» **Istruzioni**:
1. Riscrivi in forma più breve il paragrafo del brano su Mosè che comincia con «Inoltre il Signore rassicurò Mosè», conservandone i fatti principali.
2. Per favore, prosegui il brano su Mosè a partire dalla sua ultima frase.

» **Testo della pagina**:
_ _ _ _ _ _ _

Fino a quel momento, Mosè aveva accettato la chiamata con cui il Signore era venuto a lui. Le sue domande riguardavano la posizione del Signore verso il popolo in quella chiamata. Ma quando venne il momento di dichiarare la propria disponibilità e dire: “Sono pronto”, Mosè si tirò indietro e chiese al Signore che mandasse qualcun altro. Allora il Signore si adirò e semplicemente comandò a Mosè di procedere.

Mosè divenne il mediatore, dunque, perché il Signore stesso fece in modo che fosse pronto e disponibile. Per incontrarlo a metà strada, Dio promise a Mosè che Aronne avrebbe parlato per lui. Ma ciò era la fine della questione. Il Signore disse: “Prendi il bastone e va!”. Per Mosè il bastone avrebbe significato la presenza di Dio.

Non dovrebbe chiunque tirarsi indietro dall’essere un mediatore tra Dio e il suo popolo? Nessuno è adatto ad assumere tale responsabilità. Solo il Signore Gesù Cristo fu in grado di calarsi in quel ruolo. Ma per mezzo dello Spirito di Cristo, Mosè era lungi dall’essere impotente. Quel bastone su cui si appoggiava era per lui un segno che Dio sarebbe stato con lui per mezzo dello Spirito di Cristo.

          Il ritorno di Mosè come capo del suo popolo. Allora Mosè andò da suo suocero e gli chiese il permesso di tornare in Egitto a raggiungere i suoi consanguinei. A quanto pare non gli fece menzione della sua chiamata; quello era qualcosa che Jethro non avrebbe ancora capito. Jethro lasciò partire Mosè.

Inoltre il Signore rassicurò Mosè dicendogli che il Faraone che un tempo aveva cercato d’ucciderlo era morto. A dorso d’asino e portando con sé sua moglie e le cose che possedeva, Mosè si diresse verso l’Egitto. In mano teneva il bastone che simboleggiava la presenza di Dio.

All’inizio di questo viaggio, il Signore disse a Mosè che avrebbe dovuto chiedere a Faraone di lasciar andare il popolo d’Israele in modo che potesse servire il Signore. Ma faraone avrebbe indurito il suo cuore e avrebbe rifiutato. Allora Mosè avrebbe dovuto dirgli che Israele era il primogenito di Dio. Era vero che tutti i popoli erano proprietà di Dio e che a tempo debito sarebbero stati adottati da Lui come suoi figli, ma a quel tempo Israele era ancora il solo popolo che Dio aveva adottato.

Se Faraone avesse scelto di trattenere da Dio questo suo figlio più vecchio e avesse rifiutato di permettere al popolo di Dio di servire il Signore secondo la sua volontà, Dio avrebbe ucciso il primogenito di Faraone. Questo avrebbe fatto sì che Faraone si rendesse conto di ciò che stava facendo negando al Signore il suo figlio. Faraone avrebbe imparato nel modo peggiore quanto Dio amasse il suo popolo.

_ _ _ _ _ _ _

» **Voci estratte**:
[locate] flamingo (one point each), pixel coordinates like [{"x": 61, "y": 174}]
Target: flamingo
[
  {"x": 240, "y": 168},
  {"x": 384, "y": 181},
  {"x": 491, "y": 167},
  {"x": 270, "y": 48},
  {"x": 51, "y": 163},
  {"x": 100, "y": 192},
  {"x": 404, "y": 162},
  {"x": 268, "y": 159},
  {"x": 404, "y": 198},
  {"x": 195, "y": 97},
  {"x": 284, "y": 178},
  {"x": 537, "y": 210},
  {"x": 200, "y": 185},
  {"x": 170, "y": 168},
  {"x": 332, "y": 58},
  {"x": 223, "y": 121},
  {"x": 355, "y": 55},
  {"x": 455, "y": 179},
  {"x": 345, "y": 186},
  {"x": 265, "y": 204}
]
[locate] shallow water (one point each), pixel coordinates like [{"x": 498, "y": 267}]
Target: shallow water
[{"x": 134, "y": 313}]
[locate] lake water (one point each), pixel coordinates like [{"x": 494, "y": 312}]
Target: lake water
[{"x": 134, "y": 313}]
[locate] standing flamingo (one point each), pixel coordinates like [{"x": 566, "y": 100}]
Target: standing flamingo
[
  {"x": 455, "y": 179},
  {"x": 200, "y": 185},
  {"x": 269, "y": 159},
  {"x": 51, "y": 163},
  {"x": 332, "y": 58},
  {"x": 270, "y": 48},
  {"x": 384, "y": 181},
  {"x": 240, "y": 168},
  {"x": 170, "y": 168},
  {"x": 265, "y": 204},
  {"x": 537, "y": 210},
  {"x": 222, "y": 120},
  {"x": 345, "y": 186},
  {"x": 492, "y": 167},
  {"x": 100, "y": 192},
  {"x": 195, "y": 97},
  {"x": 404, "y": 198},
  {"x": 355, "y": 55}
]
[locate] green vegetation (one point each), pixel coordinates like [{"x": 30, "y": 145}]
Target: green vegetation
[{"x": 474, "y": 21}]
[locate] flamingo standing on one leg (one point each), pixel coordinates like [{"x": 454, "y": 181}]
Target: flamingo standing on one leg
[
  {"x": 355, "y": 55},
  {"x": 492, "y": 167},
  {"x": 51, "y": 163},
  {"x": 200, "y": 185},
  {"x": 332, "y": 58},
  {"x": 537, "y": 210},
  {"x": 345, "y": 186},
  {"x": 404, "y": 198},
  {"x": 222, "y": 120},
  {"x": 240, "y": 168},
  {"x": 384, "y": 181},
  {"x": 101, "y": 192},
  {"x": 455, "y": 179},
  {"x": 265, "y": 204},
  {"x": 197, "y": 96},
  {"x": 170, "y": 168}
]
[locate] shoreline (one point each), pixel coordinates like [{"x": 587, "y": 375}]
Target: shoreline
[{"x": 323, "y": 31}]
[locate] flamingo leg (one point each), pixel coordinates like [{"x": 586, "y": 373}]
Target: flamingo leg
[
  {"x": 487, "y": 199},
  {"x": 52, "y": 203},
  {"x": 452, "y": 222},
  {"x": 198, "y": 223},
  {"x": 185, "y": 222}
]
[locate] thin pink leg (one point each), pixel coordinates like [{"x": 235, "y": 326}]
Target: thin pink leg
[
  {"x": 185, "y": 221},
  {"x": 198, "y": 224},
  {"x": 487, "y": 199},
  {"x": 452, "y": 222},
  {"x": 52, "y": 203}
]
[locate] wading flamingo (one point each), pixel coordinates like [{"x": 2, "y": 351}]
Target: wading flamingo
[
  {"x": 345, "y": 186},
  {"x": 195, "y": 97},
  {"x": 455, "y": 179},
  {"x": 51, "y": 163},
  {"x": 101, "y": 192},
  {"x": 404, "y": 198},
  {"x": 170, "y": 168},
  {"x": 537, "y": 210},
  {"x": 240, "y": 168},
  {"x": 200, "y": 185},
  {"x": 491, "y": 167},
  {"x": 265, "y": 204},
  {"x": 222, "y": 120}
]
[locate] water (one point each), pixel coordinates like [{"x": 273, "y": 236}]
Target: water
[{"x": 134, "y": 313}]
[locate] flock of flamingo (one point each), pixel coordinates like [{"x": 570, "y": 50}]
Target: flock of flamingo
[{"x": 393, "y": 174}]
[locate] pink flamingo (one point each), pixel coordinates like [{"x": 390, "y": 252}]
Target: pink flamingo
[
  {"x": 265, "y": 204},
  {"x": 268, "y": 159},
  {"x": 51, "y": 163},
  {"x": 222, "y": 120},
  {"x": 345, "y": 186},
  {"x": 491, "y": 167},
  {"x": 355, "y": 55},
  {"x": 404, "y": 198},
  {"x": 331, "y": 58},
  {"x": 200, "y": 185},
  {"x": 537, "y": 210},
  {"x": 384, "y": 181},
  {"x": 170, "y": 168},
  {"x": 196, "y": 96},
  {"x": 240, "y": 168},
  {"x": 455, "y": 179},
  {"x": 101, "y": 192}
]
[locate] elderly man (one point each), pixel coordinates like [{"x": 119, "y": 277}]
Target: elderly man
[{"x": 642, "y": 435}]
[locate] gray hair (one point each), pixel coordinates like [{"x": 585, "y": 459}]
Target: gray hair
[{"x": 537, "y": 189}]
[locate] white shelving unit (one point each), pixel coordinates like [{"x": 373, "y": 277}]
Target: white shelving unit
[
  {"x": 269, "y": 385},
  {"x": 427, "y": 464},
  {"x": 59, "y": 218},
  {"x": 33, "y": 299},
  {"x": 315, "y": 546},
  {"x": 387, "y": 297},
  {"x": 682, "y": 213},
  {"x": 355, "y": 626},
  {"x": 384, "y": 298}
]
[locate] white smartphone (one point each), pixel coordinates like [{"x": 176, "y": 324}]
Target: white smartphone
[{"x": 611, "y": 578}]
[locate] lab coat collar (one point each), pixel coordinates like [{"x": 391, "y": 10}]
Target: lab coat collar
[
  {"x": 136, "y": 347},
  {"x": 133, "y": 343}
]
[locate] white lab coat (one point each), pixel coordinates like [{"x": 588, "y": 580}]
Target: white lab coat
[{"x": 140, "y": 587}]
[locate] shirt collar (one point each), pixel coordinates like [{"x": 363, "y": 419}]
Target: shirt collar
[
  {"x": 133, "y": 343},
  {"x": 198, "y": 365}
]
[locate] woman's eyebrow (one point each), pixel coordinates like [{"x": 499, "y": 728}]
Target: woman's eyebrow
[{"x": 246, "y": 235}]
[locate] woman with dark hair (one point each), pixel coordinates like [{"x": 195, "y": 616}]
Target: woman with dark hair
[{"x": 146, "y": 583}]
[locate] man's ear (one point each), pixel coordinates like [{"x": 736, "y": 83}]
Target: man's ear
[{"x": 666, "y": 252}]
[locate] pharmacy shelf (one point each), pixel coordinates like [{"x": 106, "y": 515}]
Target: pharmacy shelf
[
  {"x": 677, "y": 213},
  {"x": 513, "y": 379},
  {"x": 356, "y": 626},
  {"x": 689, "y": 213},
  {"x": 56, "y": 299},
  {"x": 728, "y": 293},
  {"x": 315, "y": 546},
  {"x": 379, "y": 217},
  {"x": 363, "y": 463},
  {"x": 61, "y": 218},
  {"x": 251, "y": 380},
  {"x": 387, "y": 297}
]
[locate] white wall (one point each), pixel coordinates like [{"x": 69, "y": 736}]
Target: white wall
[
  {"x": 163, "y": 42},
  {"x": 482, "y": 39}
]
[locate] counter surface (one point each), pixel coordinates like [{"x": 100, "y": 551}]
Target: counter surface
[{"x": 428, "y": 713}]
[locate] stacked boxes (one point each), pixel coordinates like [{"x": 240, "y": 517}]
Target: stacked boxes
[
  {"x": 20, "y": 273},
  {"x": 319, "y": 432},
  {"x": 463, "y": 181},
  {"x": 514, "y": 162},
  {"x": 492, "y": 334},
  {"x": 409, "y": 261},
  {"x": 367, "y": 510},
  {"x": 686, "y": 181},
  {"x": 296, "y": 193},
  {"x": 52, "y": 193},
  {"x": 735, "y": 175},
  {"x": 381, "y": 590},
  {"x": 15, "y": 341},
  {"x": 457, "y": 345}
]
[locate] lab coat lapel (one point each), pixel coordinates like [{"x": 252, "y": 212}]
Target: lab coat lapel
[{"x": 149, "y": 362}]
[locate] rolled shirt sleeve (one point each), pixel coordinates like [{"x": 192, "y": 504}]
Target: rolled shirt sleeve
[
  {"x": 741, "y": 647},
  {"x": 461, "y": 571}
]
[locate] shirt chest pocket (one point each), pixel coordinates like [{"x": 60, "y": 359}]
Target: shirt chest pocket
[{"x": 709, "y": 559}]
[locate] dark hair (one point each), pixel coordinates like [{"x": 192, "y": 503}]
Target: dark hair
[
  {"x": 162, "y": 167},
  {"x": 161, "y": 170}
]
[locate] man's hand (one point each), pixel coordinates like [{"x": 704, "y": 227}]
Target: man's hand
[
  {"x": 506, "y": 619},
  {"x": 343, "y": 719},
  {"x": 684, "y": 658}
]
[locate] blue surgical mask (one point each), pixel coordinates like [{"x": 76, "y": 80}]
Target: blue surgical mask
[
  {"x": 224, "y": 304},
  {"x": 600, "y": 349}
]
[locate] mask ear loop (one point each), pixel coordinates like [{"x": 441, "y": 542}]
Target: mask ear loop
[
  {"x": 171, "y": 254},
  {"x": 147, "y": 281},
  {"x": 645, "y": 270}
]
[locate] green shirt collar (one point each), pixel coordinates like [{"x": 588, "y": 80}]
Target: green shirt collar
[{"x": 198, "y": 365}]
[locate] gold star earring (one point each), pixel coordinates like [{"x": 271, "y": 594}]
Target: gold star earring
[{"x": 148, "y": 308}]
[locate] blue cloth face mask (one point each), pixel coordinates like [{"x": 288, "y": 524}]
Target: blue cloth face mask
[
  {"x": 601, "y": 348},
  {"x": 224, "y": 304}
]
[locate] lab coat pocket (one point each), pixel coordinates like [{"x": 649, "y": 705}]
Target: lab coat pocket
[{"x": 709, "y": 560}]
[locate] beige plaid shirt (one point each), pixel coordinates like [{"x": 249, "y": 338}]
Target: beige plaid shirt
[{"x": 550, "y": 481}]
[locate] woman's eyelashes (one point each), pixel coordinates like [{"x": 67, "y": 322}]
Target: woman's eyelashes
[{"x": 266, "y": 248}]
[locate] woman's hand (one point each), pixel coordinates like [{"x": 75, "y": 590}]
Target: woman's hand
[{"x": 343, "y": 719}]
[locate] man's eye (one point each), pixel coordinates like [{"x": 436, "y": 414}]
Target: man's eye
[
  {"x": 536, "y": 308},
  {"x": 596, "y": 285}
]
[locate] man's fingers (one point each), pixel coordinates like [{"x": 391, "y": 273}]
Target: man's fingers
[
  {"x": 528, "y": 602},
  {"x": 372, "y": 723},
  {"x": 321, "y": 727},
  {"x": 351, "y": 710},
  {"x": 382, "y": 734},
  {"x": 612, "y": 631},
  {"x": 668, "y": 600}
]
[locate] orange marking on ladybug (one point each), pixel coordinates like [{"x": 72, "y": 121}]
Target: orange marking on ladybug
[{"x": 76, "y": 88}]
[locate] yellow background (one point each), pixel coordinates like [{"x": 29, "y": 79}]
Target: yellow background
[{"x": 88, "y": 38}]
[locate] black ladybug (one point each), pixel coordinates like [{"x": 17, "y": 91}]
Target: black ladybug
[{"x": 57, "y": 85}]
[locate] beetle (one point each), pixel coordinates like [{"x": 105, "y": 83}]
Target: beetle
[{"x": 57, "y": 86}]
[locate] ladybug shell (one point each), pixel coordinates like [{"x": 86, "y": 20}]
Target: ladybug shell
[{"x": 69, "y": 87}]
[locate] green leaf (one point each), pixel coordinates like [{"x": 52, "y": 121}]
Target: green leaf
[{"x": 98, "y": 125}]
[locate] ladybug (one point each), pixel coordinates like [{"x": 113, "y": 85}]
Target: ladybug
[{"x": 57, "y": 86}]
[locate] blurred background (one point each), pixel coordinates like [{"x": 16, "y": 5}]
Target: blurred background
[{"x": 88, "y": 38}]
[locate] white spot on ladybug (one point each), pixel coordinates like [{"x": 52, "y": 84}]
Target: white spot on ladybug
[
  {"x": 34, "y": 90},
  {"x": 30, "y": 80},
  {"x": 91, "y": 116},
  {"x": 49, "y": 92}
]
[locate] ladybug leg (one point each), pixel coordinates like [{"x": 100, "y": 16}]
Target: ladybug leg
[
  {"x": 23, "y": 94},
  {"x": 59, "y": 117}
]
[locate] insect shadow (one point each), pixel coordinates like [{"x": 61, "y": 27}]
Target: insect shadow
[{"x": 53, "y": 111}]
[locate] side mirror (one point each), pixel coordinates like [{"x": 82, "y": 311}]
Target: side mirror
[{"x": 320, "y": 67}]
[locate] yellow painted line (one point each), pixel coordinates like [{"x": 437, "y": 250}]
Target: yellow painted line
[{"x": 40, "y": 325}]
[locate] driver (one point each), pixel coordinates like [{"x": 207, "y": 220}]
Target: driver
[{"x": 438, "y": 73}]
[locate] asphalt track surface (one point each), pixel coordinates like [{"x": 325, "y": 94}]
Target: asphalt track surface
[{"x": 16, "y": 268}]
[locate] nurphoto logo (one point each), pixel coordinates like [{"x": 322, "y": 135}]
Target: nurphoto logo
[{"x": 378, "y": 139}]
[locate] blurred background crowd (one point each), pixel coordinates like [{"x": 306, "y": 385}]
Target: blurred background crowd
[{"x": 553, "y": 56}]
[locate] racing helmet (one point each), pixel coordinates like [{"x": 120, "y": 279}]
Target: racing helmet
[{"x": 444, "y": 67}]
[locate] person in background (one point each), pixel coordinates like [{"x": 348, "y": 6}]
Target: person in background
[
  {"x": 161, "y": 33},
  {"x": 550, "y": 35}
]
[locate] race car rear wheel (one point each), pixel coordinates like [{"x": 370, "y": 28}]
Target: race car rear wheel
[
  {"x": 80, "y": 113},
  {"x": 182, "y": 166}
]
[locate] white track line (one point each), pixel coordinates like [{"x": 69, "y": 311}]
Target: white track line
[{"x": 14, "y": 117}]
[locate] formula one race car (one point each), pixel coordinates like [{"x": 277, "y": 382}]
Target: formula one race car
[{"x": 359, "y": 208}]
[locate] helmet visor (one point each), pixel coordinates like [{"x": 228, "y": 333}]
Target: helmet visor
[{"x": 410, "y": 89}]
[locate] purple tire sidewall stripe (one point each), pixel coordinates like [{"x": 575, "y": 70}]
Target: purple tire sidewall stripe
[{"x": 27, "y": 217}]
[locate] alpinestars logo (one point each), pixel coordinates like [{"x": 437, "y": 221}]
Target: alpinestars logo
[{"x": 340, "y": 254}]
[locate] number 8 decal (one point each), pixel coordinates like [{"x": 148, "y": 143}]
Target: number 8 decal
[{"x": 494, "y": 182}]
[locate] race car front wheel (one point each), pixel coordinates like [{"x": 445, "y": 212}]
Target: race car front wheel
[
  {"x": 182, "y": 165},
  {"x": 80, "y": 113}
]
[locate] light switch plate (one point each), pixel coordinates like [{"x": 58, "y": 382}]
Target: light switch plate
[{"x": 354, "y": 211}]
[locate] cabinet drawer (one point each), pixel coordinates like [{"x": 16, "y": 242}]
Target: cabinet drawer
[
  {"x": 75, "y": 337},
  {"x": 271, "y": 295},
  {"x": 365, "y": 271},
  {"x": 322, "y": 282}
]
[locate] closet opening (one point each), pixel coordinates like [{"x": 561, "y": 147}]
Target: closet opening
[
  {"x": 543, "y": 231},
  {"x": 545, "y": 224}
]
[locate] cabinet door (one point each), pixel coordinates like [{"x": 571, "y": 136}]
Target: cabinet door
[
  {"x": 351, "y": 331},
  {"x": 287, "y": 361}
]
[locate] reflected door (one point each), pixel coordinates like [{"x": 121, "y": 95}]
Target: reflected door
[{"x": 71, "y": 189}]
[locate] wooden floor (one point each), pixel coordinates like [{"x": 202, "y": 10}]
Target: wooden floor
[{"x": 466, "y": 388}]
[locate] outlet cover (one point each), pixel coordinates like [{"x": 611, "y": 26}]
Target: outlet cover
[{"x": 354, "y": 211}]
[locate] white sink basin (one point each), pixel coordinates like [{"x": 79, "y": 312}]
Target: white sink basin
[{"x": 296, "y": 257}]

_ _ _ _ _ _ _

» **Risultati per compito**:
1. Il Signore rassicurò Mosè: il Faraone che un tempo aveva tentato di ucciderlo era morto. Mosè partì allora per l'Egitto a dorso d'asino, con la moglie e i suoi beni, tenendo in mano il bastone che simboleggiava la presenza di Dio.

2.
Era strano che il Signore sollevasse questa questione del suo amore per il suo popolo all’inizio del viaggio di Mosè verso l’Egitto. La circoncisione era un modo di indicare che un certo popolo apparteneva a Dio. Mediante quel rito della circoncisione, il popolo di Dio portava il segno del suo patto. Tuttavia il secondo figlio di Mosè non era stato circonciso! Con ogni probabilità Mosè aveva circonciso il suo primo figlio contro la volontà di Sefora ma aveva perso lo scontro quando era nato il secondo.

Pertanto la famiglia stessa di Mosè, nel suo insieme, non portava il segno di appartenenza al Signore benché Mosè fosse stato chiamato ad essere capo del popolo. Quando il Signore sollevò questa questione Mosè deve essersi sentito oppresso. Il Signore venne a lui nel luogo ove si era fermato per la notte e cercò di prendere la sua vita, forse a motivo di questo sentimento. Dio può prendere la vita di qualsiasi uomo che non rispetti il segno del suo patto, che non si assicura che i suoi figli portino il segno di essere nascosti al sicuro col Signore nel suo patto, a qualsiasi costo. Quanto spesso oggi gli uomini trattano con leggerezza il segno del battesimo!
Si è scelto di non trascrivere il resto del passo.